Par ailleurs, bien que rien ne prouve la responsabilité des membres de la famille dans l’évolution d’une personne vers la maladie addictive, l’expérience montre que la famille est la scène principale sur laquelle va se jouer ce drame. Or, modifier le contexte familial peut « faire dérailler » l’enchainement implacable des étapes de la maladie addictive et permettre à la personne addictive de sortir du cercle vicieux.
Habituellement pouvoir se parler, de façon sereine, dans un espace émotionnellement neutre, et en présence de la personne souffrant d’addiction, de la maladie, de ses conséquences et du ressenti des proches peut momentanément soulager mais aussi amorcer la fin du déni de la maladie. Ceci annonce l’espoir d’une prise en charge thérapeutique et c’est un premier pas pour que la personne addictive trouve la motivation suffisante pour s’engager dans les soins.
En fait, la modification du contexte familial, précède habituellement la formulation d’une demande de soins.

■ ■ ■ ■ ■ ■ ■

Consignes de l'exercice ::
1. Relevez tous les sujets dont il est utile de parler d'après le deuxième paragraphe du texte sur l'addiction et la famille.
2. Rédigez la suite du texte sur l'addiction et la famille en partant de sa dernière phrase.
Les données qui suivent forment un matériau indépendant du texte sur l'addiction et la famille.

[Éléments enregistrés du jeu de données]

■ ■ ■ ■ ■ ■ ■

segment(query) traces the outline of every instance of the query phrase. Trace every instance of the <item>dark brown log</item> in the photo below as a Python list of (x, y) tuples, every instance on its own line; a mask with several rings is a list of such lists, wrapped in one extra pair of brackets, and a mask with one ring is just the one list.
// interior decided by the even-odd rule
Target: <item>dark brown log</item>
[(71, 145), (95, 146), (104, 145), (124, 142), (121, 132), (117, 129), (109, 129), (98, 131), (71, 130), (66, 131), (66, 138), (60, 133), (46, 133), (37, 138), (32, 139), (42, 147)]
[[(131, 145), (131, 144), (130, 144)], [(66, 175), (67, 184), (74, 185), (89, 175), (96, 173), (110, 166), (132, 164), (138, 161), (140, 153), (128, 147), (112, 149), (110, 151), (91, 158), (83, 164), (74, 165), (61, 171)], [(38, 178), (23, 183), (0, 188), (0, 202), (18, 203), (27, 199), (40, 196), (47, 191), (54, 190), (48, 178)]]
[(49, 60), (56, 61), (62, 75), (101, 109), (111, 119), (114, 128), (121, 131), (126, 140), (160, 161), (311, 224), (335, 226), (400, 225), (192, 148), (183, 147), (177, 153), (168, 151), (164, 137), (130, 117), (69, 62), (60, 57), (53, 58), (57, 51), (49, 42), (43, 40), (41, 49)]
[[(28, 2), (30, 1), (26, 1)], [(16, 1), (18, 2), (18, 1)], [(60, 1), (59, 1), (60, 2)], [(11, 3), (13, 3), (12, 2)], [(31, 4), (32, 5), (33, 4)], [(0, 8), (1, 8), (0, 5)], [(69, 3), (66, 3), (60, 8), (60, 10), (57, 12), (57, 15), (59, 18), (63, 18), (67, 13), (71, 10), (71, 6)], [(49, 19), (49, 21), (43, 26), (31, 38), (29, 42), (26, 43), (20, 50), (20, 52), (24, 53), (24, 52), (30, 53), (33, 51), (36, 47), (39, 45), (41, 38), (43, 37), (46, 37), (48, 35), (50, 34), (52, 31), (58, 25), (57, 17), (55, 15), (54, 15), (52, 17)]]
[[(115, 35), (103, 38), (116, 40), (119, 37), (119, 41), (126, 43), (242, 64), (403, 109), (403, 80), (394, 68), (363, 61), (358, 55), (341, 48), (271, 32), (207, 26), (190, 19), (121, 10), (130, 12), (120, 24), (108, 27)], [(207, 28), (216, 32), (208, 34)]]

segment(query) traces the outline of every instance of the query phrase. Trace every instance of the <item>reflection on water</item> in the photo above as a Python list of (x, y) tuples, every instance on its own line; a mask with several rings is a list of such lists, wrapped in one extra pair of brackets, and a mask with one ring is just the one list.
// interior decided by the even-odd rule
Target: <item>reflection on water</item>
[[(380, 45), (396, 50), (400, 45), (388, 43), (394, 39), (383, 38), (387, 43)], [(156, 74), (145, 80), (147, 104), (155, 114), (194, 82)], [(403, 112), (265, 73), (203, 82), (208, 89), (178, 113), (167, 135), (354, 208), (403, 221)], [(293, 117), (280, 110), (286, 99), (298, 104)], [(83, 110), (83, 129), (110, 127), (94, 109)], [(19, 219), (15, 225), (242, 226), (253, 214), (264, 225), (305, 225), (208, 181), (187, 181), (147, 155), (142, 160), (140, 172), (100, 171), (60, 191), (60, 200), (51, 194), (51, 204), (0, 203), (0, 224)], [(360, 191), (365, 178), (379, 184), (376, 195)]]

■ ■ ■ ■ ■ ■ ■

Réponses numérotées ::
1. la maladie ; ses conséquences ; le ressenti des proches

2.
Même si la personne addict refuse de se rendre à ces réunions familiales avec des soignants, elle est souvent au courant de cette démarche et de ce souhait de changement chez ses proches et en prend connaissance de leur déroulement. Par ailleurs, les thérapeutes aident les proches à lui communiquer leur motivation et leur désir de la voir se décider à s’autonomiser. La question de l’autonomisation et celle de la séparation sont souvent au cœur de la problématique familiale. Les thérapeutes systémiques familiaux peuvent faciliter cette réflexion et permettre que la famille reprenne son évolution.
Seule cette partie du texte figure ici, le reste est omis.